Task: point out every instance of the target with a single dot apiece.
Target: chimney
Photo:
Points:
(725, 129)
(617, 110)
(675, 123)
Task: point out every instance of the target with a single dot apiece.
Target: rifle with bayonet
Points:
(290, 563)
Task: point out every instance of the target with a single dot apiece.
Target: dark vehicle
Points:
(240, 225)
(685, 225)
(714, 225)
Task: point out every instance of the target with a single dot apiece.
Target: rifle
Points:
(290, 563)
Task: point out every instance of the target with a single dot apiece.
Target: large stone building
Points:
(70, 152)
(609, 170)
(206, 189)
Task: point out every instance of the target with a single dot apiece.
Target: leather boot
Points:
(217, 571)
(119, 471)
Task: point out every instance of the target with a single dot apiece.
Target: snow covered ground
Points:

| Given instruction |
Render every line above as a JSON list of strings, one string per line, omitting any blank lines.

| Result of the exercise |
[
  "Task: point out every instance of the target with a single dot apiece.",
  "Target: chimney",
  "Photo:",
  "Points:",
  "(725, 129)",
  "(617, 110)",
  "(675, 123)",
  "Task: point out every instance of the target with a single dot apiece.",
  "Target: rifle with bayonet",
  "Points:",
  "(290, 563)",
  "Task: point out every instance of the target with a single dot apiece.",
  "Target: dark vehicle",
  "Points:",
  "(240, 225)",
  "(685, 225)",
  "(714, 225)",
  "Task: point out every instance of the target with a single dot apiece.",
  "Target: rifle",
  "Points:",
  "(290, 563)",
  "Task: point out every instance of the target with a single dot apiece.",
  "Target: large stone building",
  "Points:",
  "(70, 152)",
  "(609, 170)",
  "(206, 189)",
  "Task: point out every instance of the target with a single dot apiece.",
  "Target: leather boot",
  "Points:",
  "(217, 571)",
  "(119, 471)",
  "Task: point out every instance of the target with a single dot apiece.",
  "Target: snow covered ground",
  "Points:"
]